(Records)
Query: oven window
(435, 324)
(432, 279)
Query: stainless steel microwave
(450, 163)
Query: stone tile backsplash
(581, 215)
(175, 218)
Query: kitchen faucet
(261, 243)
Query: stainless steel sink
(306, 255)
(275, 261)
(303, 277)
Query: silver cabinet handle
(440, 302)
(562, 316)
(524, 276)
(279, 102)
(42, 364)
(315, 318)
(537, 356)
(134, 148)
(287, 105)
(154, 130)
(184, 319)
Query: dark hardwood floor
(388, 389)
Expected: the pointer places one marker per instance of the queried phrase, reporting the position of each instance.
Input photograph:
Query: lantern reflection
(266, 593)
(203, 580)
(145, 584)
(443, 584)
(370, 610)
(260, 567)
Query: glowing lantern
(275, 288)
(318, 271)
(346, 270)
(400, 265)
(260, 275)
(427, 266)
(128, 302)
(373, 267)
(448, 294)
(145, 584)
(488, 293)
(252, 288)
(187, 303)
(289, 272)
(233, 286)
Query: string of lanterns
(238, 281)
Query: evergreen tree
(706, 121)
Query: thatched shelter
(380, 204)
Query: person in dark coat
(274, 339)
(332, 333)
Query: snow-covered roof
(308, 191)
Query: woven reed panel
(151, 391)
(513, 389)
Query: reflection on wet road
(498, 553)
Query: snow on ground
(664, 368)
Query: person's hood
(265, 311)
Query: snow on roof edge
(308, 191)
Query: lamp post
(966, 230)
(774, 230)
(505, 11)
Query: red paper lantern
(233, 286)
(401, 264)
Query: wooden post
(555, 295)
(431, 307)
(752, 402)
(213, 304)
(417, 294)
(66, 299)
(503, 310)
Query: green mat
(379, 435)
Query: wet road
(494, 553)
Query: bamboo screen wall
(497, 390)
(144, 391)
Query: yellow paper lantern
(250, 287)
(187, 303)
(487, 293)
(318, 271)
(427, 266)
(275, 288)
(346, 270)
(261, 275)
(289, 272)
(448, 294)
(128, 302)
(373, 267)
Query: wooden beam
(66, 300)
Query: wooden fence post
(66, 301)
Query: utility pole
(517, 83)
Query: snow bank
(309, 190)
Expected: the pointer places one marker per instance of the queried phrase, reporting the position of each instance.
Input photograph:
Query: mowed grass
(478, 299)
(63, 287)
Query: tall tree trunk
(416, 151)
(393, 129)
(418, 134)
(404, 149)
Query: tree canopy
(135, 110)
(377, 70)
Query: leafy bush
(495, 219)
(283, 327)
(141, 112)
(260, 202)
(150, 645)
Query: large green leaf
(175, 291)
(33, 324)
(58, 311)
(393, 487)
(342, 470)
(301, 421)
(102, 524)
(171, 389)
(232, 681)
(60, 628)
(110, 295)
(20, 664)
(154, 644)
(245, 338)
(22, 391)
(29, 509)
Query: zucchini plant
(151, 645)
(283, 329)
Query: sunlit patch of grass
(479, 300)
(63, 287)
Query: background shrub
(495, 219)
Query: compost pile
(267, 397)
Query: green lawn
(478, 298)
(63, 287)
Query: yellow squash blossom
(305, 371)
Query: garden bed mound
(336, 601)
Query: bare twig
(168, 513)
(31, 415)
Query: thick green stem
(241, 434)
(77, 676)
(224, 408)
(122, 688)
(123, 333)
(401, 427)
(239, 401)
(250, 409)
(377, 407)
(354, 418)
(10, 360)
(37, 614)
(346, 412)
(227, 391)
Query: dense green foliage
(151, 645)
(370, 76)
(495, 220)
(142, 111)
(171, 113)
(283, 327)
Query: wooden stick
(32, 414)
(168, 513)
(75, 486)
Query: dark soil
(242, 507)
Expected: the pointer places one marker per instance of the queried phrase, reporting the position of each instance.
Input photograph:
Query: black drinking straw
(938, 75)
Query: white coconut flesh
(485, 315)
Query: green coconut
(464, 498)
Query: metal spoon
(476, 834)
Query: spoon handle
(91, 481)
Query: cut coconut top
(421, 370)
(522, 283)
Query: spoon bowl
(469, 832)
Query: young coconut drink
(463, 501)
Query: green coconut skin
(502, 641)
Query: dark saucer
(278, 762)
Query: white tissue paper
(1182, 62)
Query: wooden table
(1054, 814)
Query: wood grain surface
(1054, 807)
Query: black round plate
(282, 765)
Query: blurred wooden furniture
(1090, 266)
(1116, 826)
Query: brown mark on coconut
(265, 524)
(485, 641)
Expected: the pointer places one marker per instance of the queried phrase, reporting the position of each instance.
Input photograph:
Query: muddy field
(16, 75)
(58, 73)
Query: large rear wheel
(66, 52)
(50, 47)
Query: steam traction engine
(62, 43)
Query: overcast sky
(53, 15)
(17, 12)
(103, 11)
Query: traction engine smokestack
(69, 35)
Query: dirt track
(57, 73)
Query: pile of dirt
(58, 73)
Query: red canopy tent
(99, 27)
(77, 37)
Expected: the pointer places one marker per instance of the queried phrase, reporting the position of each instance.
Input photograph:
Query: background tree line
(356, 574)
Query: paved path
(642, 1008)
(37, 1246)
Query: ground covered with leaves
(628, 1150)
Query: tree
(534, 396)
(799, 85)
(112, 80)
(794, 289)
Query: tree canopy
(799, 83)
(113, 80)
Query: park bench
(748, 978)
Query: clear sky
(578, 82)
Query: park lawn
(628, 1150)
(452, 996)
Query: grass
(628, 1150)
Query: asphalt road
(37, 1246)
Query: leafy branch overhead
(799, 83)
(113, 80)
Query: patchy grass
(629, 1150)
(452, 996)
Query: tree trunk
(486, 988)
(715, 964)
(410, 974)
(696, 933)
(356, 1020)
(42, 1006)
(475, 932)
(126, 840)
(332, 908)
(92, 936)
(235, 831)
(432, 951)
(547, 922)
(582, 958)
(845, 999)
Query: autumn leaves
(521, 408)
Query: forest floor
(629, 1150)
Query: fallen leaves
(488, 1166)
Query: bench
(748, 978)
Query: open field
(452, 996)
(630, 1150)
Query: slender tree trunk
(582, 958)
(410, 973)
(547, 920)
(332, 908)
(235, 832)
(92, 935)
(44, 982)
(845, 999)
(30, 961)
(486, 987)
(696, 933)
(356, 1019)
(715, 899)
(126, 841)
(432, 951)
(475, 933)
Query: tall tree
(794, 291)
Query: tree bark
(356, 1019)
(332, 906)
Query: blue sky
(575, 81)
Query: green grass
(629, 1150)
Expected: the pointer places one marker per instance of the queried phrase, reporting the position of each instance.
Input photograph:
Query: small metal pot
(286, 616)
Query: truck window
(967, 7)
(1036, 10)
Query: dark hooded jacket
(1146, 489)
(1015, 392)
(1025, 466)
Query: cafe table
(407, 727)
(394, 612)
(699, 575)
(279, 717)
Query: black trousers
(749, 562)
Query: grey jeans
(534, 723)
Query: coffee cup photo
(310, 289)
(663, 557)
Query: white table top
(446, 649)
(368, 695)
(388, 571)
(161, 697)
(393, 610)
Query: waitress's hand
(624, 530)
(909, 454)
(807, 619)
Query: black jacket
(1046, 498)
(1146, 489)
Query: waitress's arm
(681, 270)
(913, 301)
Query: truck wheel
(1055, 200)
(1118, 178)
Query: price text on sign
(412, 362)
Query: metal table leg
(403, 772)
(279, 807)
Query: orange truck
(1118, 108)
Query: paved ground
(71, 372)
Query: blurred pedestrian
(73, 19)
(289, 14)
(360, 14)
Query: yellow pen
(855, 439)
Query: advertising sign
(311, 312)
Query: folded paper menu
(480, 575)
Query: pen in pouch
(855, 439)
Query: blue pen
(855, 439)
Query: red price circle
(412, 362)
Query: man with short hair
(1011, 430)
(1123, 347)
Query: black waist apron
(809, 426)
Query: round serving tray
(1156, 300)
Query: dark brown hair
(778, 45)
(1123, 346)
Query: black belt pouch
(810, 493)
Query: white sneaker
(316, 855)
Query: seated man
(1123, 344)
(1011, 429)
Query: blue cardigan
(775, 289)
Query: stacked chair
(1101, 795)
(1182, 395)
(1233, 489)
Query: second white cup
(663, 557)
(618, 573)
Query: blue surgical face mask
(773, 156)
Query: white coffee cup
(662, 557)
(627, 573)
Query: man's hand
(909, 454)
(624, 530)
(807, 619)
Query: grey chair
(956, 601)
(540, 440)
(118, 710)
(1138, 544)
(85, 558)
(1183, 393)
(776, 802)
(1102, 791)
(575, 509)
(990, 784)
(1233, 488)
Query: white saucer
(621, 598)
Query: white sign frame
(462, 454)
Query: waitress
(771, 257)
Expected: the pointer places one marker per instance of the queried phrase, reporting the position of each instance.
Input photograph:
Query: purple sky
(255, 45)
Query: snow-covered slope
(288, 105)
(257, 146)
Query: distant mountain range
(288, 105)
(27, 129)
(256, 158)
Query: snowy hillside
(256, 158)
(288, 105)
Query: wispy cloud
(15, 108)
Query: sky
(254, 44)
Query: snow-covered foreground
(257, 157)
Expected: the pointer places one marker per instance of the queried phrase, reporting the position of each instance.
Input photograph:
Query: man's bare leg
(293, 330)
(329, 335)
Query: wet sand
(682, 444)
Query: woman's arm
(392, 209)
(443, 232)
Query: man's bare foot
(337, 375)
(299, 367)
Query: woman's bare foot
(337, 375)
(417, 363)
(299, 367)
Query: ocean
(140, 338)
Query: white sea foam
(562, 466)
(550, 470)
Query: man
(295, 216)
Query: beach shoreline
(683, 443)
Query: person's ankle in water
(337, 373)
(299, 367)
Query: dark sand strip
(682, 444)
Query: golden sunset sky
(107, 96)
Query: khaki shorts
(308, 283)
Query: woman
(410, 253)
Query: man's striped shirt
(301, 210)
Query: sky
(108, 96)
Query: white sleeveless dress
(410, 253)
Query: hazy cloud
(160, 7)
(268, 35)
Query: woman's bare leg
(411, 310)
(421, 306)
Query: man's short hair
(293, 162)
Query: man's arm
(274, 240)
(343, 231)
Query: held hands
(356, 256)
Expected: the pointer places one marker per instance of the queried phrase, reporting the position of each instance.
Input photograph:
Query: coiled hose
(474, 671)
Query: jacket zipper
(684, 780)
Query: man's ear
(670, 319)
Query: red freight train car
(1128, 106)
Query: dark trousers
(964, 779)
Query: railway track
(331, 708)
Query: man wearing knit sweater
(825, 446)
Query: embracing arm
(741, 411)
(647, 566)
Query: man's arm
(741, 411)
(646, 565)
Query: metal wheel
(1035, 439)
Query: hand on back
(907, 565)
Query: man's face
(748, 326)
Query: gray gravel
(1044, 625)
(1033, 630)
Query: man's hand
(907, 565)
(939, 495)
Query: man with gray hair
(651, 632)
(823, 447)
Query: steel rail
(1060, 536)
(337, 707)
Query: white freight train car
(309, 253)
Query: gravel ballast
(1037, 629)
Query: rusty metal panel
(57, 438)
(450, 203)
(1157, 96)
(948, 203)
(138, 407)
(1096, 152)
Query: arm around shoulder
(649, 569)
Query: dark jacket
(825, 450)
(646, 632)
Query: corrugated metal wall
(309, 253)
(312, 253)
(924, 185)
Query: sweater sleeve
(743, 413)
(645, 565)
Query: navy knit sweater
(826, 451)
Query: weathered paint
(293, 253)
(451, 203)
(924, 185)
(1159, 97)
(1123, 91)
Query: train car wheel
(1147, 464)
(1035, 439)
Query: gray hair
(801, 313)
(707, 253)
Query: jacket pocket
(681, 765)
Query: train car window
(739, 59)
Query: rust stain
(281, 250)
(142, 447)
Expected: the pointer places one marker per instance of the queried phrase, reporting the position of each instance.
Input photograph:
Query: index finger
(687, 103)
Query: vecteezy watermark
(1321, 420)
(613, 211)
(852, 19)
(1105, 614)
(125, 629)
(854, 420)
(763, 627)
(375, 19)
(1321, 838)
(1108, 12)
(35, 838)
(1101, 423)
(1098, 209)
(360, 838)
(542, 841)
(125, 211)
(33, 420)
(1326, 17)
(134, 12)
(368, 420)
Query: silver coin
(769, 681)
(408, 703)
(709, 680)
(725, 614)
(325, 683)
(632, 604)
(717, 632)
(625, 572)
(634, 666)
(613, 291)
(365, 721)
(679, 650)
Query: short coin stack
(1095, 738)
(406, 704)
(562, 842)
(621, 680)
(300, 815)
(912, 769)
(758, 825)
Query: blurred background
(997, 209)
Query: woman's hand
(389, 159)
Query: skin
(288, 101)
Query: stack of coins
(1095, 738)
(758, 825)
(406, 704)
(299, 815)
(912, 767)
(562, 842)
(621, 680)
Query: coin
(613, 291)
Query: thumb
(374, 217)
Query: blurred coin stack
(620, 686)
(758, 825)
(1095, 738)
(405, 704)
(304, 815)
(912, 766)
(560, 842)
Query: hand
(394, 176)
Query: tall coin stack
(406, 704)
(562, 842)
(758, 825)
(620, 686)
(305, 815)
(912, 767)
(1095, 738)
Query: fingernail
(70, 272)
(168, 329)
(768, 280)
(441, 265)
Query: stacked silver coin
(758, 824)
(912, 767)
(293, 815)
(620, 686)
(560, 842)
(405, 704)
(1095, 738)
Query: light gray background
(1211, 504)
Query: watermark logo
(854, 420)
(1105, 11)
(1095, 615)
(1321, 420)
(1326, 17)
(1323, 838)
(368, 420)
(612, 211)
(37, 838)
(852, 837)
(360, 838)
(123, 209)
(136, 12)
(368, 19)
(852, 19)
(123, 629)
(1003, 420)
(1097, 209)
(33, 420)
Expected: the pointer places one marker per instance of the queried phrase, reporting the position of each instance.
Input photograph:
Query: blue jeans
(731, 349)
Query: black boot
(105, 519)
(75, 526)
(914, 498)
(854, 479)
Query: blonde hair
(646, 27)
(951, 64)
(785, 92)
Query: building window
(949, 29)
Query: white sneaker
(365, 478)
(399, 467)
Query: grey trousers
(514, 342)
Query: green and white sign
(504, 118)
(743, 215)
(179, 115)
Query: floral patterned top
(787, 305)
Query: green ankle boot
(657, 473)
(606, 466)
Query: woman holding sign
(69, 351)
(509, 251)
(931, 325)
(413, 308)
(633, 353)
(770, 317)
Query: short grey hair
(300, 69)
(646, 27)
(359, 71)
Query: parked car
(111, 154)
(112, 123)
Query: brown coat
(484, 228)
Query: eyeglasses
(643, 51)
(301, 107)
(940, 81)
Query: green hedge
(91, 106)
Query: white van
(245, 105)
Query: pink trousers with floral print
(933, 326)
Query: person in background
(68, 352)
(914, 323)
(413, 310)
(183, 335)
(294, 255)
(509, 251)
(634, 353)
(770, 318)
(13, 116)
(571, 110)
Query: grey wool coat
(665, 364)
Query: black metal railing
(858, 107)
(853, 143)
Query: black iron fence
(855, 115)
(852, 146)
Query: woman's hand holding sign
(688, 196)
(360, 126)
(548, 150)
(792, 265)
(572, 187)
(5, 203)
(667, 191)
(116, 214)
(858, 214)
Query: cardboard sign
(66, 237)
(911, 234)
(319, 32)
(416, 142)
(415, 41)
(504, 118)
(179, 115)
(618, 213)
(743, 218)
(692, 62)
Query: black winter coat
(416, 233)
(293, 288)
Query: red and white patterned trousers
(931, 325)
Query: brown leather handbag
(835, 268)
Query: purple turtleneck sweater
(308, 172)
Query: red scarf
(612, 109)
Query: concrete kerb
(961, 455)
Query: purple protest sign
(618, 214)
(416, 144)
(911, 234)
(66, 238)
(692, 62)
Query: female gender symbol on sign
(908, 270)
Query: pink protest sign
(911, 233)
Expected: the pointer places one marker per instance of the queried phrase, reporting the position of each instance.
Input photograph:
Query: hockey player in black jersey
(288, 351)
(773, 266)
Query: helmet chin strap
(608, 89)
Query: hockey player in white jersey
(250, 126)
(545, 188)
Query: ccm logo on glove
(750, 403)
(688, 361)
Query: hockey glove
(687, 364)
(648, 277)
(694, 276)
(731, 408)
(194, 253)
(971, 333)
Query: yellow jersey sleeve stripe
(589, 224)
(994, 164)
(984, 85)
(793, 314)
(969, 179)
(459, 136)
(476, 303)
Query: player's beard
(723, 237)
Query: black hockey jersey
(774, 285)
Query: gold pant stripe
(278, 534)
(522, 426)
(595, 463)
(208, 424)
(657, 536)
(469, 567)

* **Challenge**
Take the lines above from the one holding "Query: red scarf" to the last and output them exactly.

* **Full solution**
Query: red scarf
(612, 109)
Query: concrete kerb
(961, 455)
Query: purple protest sign
(618, 214)
(416, 144)
(911, 234)
(66, 238)
(692, 62)
Query: female gender symbol on sign
(908, 270)
Query: pink protest sign
(911, 233)
Expected: the pointer places one marker per instance of the queried phrase, reporting the position of each instance.
Input photograph:
Query: hockey player in black jersey
(288, 351)
(773, 266)
Query: helmet chin strap
(608, 89)
Query: hockey player in white jersey
(250, 126)
(545, 188)
Query: ccm logo on glove
(750, 403)
(688, 361)
Query: hockey glove
(687, 364)
(648, 277)
(694, 276)
(731, 408)
(194, 253)
(971, 333)
Query: yellow jersey sleeve stripe
(589, 224)
(994, 164)
(984, 85)
(793, 314)
(969, 179)
(459, 136)
(476, 303)
Query: player's beard
(723, 237)
Query: black hockey jersey
(774, 285)
Query: gold pant stripe
(278, 534)
(522, 426)
(595, 463)
(208, 424)
(657, 536)
(469, 567)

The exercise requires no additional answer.